Brano fornito:
━━━━━━

La comunità internazionale dei regolatori del sistema bancario e finanziario si muove con estrema cautela sulla questione dei titoli pubblici nei portafogli delle banche, consapevole che ogni restrizione delle regole sul possesso può avere un impatto sistemico.
«In tempi di crisi - sostiene un rapporto pubblicato l’anno scorso dall’European Systemic Risk Board (Esrb), l’organismo sui rischi sistemici creato presso la Banca centrale europea e presieduto da Mario Draghi - ogni considerazione di nuove misure che impongano oneri alle banche e/o rendano più difficile il finanziamento degli Stati può avere un impatto negativo sui mercati, il che può esacerbare la crisi. Anche se viene consentita una transizione molto lunga, gli effetti di annuncio possono avvenire immediatamente».
Il problema è stato messo in luce dalla crisi finanziaria globale e poi dalla crisi dell’euro: il caso Grecia, per esempio, ha messo a nudo il fatto che il debito sovrano non può essere sempre considerato a rischio zero, come avviene ora nel trattamento per i requisiti di capitale. La modifica della regolamentazione dell’esposizione delle banche al rischio sovrano attraverso il portafoglio titoli è sul tavolo del Comitato di Basilea, che riunisce le autorità di vigilanza dei maggiori Paesi, dal 2015. Fin dall’inizio, però, il Comitato ha affermato che l’esame della questione avrebbe dovuto essere «attento e graduale». È impensabile che l’iniziativa europea possa precedere quella globale allo studio a Basilea, perché le banche europee si troverebbero in svantaggio rispetto alle concorrenti internazionali se dovessero essere loro imposte regole più stringenti. E nel Comitato di Basilea, l’opposizione alle modifiche è forte, da parte per esempio di Paesi come il Giappone. «La coerenza delle regole a livello globale – ha detto il vicepresidente della Bce, Vitor Constancio – è la chiave per assicurare un mercato senza distorsioni alla concorrenza».
In Europa non c’è solo l’opposizione di Paesi come l’Italia e altri, ma anche la cautela di istituzioni come la Bce, che fra l’altro è ora responsabile della vigilanza degli istituti più importanti. «La questione ha tre dimensioni - ha dichiarato il mese scorso Benoit Coeuré, il membro del comitato esecutivo con la responsabilità per i mercati - c’è la questione del rischio sovrano per le banche, ma dobbiamo anche considerare le conseguenze per il finanziamento degli Stati e il funzionamento dei mercati finanziari, che hanno bisogno di attività prive di rischio come strumenti di liquidità. Se ci si concentra su un solo aspetto del problema e si ignorano gli altri, si corre il rischio di trasferire il rischio invece di ridurlo.
Il rapporto dell’Esrb evidenzia proprio questi due elementi: l’impatto del cambio di regole sul mercato dei titoli di Stato, che avrebbe l’effetto di far salire i rendimenti, riducendo i margini di manovra o addirittura buttando fuori dall’accesso al mercato quei Paesi che abbiano le finanze pubbliche in condizioni più precarie; e l’interazione con la regolamentazione sulla liquidità, che impone alle banche di detenere strumenti liquidi in percentuale dell’attivo e che sarebbe ostacolata da limiti al possesso di titoli pubblici.

━━━━━━

Materiale fornito:
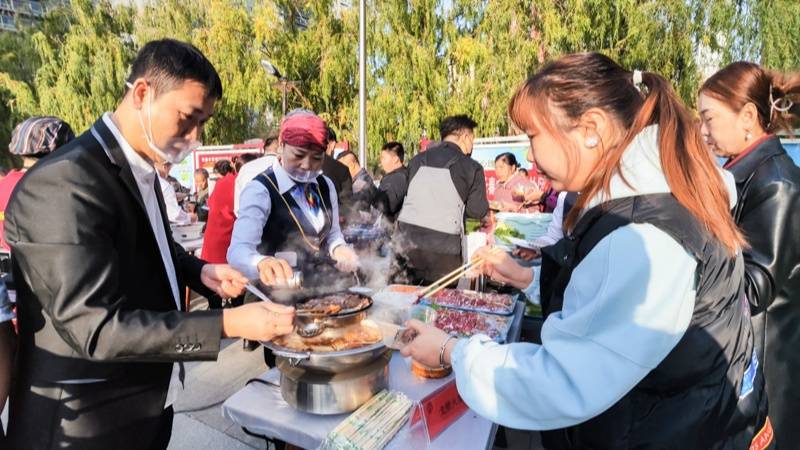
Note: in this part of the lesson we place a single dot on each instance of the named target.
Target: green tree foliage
(426, 58)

━━━━━━

Obiettivo A: Stabilisci se le affermazioni (i), (ii) e (iii) concordano con il brano sui titoli pubblici nelle banche, rispondendo sì o no a ciascuna e citando alla lettera le parole del brano che lo decidono. (i) La modifica delle regole sull'esposizione al rischio sovrano è all'esame del Comitato di Basilea dal 2015. (ii) Nel Comitato di Basilea il Giappone sostiene le modifiche. (iii) Secondo il rapporto dell'Esrb, il cambio di regole farebbe scendere i rendimenti dei titoli di Stato.
Obiettivo B: Riassumi in due frasi il brano sui titoli pubblici nelle banche.
Obiettivo C: Per favore, riscrivi tutto il tratto del brano sui titoli pubblici nelle banche che va da "In Europa non" giù fino a "invece di ridurlo.", scambiando "istituti" con "intermediari".

Risposta scritta A:
(i) Sì: "è sul tavolo del Comitato di Basilea, che riunisce le autorità di vigilanza dei maggiori Paesi, dal 2015".
(ii) No: "l’opposizione alle modifiche è forte, da parte per esempio di Paesi come il Giappone".
(iii) No: "che avrebbe l’effetto di far salire i rendimenti".

Risposta scritta B: I regolatori bancari internazionali procedono con estrema cautela sui titoli pubblici nei portafogli delle banche, consapevoli che ogni restrizione può avere un impatto sistemico, e la modifica delle regole, all'esame del Comitato di Basilea dal 2015, vi incontra una forte opposizione. In Europa anche la Bce si mostra cauta, mentre il rapporto dell'Esrb avverte che nuovi limiti farebbero salire i rendimenti dei titoli di Stato e ostacolerebbero la regolamentazione sulla liquidità.

Risposta scritta C:
In Europa non c’è solo l’opposizione di Paesi come l’Italia e altri, ma anche la cautela di istituzioni come la Bce, che fra l’altro è ora responsabile della vigilanza degli intermediari più importanti. «La questione ha tre dimensioni - ha dichiarato il mese scorso Benoit Coeuré, il membro del comitato esecutivo con la responsabilità per i mercati - c’è la questione del rischio sovrano per le banche, ma dobbiamo anche considerare le conseguenze per il finanziamento degli Stati e il funzionamento dei mercati finanziari, che hanno bisogno di attività prive di rischio come strumenti di liquidità. Se ci si concentra su un solo aspetto del problema e si ignorano gli altri, si corre il rischio di trasferire il rischio invece di ridurlo.